*** Begin section ***

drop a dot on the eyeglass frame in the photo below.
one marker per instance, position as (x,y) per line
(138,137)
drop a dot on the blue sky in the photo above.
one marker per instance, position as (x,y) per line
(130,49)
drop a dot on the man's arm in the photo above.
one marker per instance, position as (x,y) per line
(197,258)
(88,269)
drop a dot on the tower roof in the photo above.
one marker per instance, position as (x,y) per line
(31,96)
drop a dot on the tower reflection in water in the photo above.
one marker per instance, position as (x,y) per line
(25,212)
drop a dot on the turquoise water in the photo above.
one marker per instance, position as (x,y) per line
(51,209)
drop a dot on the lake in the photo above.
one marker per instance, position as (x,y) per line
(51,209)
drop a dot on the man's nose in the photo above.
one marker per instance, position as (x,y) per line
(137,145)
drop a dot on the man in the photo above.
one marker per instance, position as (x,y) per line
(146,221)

*** End section ***

Which lines of the listing contain the string "photo"? Copy every one of them.

## [Task answer]
drop a dot on the eyeglass frame in the photo below.
drop a dot on the blue sky in the photo above.
drop a dot on the man's arm in the photo above.
drop a dot on the tower roof in the photo above.
drop a dot on the tower reflection in water in the photo above.
drop a dot on the turquoise water in the photo above.
drop a dot on the lake in the photo above.
drop a dot on the man's nose in the photo above.
drop a dot on the man in the photo above.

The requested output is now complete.